→ **YOUR OBJECTIVE**:
Please copy the rows below, changing every "list of rings" to "list of loops" and keeping everything else the same.

--- Start of RECORDS SUPPLIED ---

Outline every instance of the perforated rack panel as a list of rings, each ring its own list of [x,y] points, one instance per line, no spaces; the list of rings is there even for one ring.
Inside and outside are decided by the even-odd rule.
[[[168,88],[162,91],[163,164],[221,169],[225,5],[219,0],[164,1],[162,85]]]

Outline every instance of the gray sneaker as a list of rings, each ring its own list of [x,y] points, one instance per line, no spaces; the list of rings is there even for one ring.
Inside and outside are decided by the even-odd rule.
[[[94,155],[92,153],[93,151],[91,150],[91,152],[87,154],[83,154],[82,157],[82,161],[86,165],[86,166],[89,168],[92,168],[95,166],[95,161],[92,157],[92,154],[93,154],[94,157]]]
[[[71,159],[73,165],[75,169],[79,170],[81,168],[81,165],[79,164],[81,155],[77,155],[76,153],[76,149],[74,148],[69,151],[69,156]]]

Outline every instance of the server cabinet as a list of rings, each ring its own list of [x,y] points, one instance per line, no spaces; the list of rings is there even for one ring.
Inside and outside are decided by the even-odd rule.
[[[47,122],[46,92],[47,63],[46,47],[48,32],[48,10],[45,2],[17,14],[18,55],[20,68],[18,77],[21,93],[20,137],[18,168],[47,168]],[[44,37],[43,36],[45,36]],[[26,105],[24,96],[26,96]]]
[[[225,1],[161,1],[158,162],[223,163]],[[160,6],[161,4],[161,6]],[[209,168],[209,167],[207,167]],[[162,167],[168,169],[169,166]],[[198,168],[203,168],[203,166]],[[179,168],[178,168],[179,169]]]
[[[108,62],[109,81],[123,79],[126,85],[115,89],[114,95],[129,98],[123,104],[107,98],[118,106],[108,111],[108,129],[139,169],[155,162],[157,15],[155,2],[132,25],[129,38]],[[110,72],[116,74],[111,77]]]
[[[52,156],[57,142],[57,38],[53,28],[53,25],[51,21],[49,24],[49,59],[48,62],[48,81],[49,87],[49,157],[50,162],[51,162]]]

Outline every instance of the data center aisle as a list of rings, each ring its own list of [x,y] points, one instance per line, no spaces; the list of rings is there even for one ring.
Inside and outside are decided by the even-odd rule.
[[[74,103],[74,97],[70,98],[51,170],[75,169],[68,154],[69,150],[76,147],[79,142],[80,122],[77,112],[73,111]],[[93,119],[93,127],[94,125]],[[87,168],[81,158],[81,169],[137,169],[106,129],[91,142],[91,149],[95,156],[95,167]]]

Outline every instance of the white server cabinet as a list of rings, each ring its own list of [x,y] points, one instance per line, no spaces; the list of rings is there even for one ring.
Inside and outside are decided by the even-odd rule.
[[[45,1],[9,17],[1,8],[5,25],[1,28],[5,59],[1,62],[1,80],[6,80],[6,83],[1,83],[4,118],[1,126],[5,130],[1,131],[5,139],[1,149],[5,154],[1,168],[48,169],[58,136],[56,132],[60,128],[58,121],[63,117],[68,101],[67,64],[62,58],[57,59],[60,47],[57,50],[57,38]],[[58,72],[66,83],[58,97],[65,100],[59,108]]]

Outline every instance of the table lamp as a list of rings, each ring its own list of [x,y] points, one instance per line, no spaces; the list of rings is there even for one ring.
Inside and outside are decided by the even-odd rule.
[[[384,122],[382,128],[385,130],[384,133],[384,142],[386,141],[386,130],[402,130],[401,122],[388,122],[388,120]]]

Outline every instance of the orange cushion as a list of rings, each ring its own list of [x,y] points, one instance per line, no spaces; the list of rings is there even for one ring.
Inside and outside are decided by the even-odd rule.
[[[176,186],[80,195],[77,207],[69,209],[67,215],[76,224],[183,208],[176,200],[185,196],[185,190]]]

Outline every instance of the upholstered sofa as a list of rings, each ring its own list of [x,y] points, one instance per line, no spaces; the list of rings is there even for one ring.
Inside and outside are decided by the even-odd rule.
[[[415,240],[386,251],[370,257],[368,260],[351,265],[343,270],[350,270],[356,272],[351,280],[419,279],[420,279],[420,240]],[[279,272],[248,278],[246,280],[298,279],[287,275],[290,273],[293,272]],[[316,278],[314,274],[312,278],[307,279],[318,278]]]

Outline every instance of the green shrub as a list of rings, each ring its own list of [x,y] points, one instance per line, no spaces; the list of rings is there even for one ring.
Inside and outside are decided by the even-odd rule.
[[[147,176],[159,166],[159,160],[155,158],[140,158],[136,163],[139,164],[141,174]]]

--- End of RECORDS SUPPLIED ---

→ **THE REPLY**:
Outline every instance of the perforated rack panel as a list of loops, each ring its own list of [x,y] points, one instance per line, no spaces; the list of loops is there even for one ring.
Inside and outside are decided by the even-odd rule.
[[[168,88],[162,91],[163,164],[221,169],[225,5],[219,0],[164,1],[162,85]]]

Outline every instance of the gray sneaker as a list of loops, each ring its own list of [x,y] points, one instance per line, no spaces; the list of loops is there even for one ring.
Inside and outside are decided by the even-odd rule.
[[[94,155],[92,153],[93,151],[91,150],[91,152],[87,154],[83,154],[82,157],[82,161],[86,165],[86,166],[89,168],[92,168],[95,166],[95,161],[92,157],[92,154],[93,154],[94,157]]]
[[[71,159],[73,165],[75,169],[79,170],[81,168],[81,165],[79,164],[81,155],[77,155],[76,153],[76,149],[74,148],[69,151],[69,156]]]

Outline every instance of the server cabinet as a list of loops, each ring its own list of [x,y] points, one instance per line, no spaces; the list of loops is there even for one ring.
Inside and outside are decided by the even-odd rule.
[[[47,122],[46,92],[47,63],[46,47],[48,32],[48,10],[45,2],[17,14],[18,55],[20,68],[18,77],[21,93],[20,137],[18,168],[47,168]],[[44,37],[43,36],[45,36]],[[26,105],[24,96],[26,96]]]
[[[225,1],[161,1],[158,162],[223,163]],[[160,6],[161,4],[161,6]],[[209,168],[209,167],[207,167]],[[162,167],[168,169],[169,166]],[[198,168],[203,168],[203,166]],[[179,168],[178,168],[179,169]]]
[[[108,62],[109,81],[123,79],[126,85],[115,89],[114,95],[129,98],[123,104],[107,98],[118,106],[108,111],[108,129],[139,169],[155,162],[157,15],[155,2],[132,25],[129,38]],[[110,72],[116,74],[111,77]]]
[[[52,156],[57,142],[57,38],[53,28],[53,25],[51,21],[49,24],[49,59],[48,62],[48,81],[49,87],[49,157],[50,162],[51,162]]]

Outline every instance of the data center aisle as a list of loops, each ring its own list of [x,y] points, one instance per line, no spaces; the list of loops is there even for one ring.
Inside and outside are decided by the even-odd rule.
[[[74,103],[74,97],[70,98],[51,170],[75,169],[68,154],[69,150],[76,147],[79,142],[80,122],[77,112],[73,111]],[[93,119],[93,127],[94,125]],[[87,168],[81,158],[81,169],[137,169],[106,129],[91,142],[91,149],[95,156],[95,167]]]

Outline every instance of the white server cabinet as a list of loops, each ring its own list of [x,y] points, one instance per line, no spaces; the list of loops is there even for one ring.
Inside and outside are decided by the even-odd rule.
[[[45,1],[9,17],[1,8],[5,25],[1,28],[5,59],[1,62],[1,80],[6,80],[6,83],[1,83],[4,118],[1,126],[5,130],[1,131],[5,139],[1,149],[5,154],[1,168],[48,169],[58,136],[56,132],[60,128],[58,121],[63,117],[68,101],[67,64],[62,58],[57,59],[60,47],[57,50],[57,38]],[[58,72],[66,83],[58,97],[65,100],[59,108]]]

Outline every instance of the table lamp as a list of loops, each ring its own list of [x,y] points, one instance per line, no spaces; the list of loops is there even for one ring.
Inside and outside are decided by the even-odd rule.
[[[384,122],[382,128],[385,130],[384,133],[384,142],[386,141],[386,130],[402,130],[401,122],[388,122],[388,120]]]

Outline every instance of the orange cushion as a list of loops, each ring its own list of [x,y] points, one instance per line, no spaces; the list of loops is there even for one ring.
Inside and outside are decided by the even-odd rule.
[[[176,186],[80,195],[77,207],[69,209],[67,215],[76,224],[183,208],[176,200],[185,196],[185,190]]]

Outline every instance of the upholstered sofa as a list of loops, each ring its own list of [x,y] points, one instance per line, no spaces; the list of loops is there even for one ring.
Inside and outside are decided by the even-odd rule.
[[[415,240],[386,251],[370,257],[368,260],[351,265],[343,270],[350,270],[356,272],[351,280],[419,279],[420,279],[420,240]],[[279,272],[248,278],[246,280],[298,279],[287,275],[290,273],[293,272]],[[316,278],[314,274],[312,278],[307,279],[318,278]]]

Outline every instance of the green shrub as a list of loops, each ring its own list of [x,y] points, one instance per line, no spaces; the list of loops is there even for one ring.
Inside and outside are decided by the even-odd rule.
[[[147,176],[159,166],[159,160],[155,158],[140,158],[136,163],[139,164],[141,174]]]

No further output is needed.